やること:
A – 幼稚園での通訳の話について、次の質問に答えてください。
(i) 男の子がうれしそうに読み上げたのは、何に書かれた英語でしたか。
(ii) 園児たちにとって、「私」が来たことはどういうことでしかなかったようですか。
(iii) 園児たちの群がり方は、何にたとえられていますか。
B – 幼稚園での通訳の話の続きを書いてください。

文章の抜粋:
日本のふつうの幼稚園へ編入したけど、まったく日本語が話せなくて、お友達とも話せないし、先生の言ってることもわからなくてさすがにみんな苦労しているとのことで私が呼ばれました。
ご対面!
この子です~と担任の先生から紹介されると、私の着ていたスヌーピーのTシャツに書かれた英語を嬉しそうに読み上げてくれた男の子。当然「ハロー」から会話が始まると思っていたので、嬉しい裏切りでした。
彼はたまたまスヌーピー大ファンだったようで、ああこれ着て来てよかったなあと心底思いましたよ。
つうやくのせんせい
私は通訳としてこの場にいるんですけど、園児たちからすると「あたらしいせんせいがきた」ということでしかないらしく、あれよあれよと園児たちに取り囲まれインタビューされる私。すごい積極性だな園児。
じぶんの子供時代を思い出しても、こんなグイグイだったことはないので、子供らしくて羨ましいというか、ああ子供ってこうなんだな、って笑っちゃいました。
こんなにたくさんの園児に群がられたことはないので、村へ無事に戻って来たインディージョーンズか?(※魔宮の伝説)っていうくらいの群がり方でした。

一連の記録:
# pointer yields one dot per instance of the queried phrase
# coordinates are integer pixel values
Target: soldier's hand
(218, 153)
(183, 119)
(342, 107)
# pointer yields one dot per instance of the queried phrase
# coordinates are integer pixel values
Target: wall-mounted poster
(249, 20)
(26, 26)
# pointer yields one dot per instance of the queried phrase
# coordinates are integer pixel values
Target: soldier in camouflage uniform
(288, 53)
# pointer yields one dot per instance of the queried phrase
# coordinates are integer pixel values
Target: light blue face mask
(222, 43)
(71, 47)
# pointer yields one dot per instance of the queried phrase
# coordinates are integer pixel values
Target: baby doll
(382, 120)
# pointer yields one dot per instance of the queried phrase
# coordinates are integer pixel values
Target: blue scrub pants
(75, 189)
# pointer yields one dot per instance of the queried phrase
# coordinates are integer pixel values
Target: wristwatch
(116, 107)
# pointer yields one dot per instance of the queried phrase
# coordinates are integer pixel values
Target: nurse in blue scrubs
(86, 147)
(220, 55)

答え合わせ:
A –
(i) 「私」が着ていたスヌーピーのTシャツに書かれた英語。
(ii) 「あたらしいせんせいがきた」ということ。
(iii) 村へ無事に戻って来たインディージョーンズ(魔宮の伝説)。

B –
質問の嵐
「せんせいは新しい先生?」「なんていう名前なの?」「ねえねえ」「だれ?」とすごい需要です。今回お世話するはずの男の子への道が、パパラッチたちによりみるみる阻まれてゆく……(笑) ああ私はここに何しに来たんだっけ? あ、そうだそうだ通訳だった。気絶しそうなくらい質問の数が。いつ通訳やれるんだろう。
園児が何人か私のところへ寄ってきて、「あいつ英語でぜんぜん何言ってるかわからない」「貸してって言わないで勝手におもちゃ取られた」と、例の男の子に対するクレームを私へ訴える園児たち。ああ、こういうストレスをみんないっぱい抱えてるのね、こりゃたいへんだ。っていうか保育士って大変。すごいな保育士さん。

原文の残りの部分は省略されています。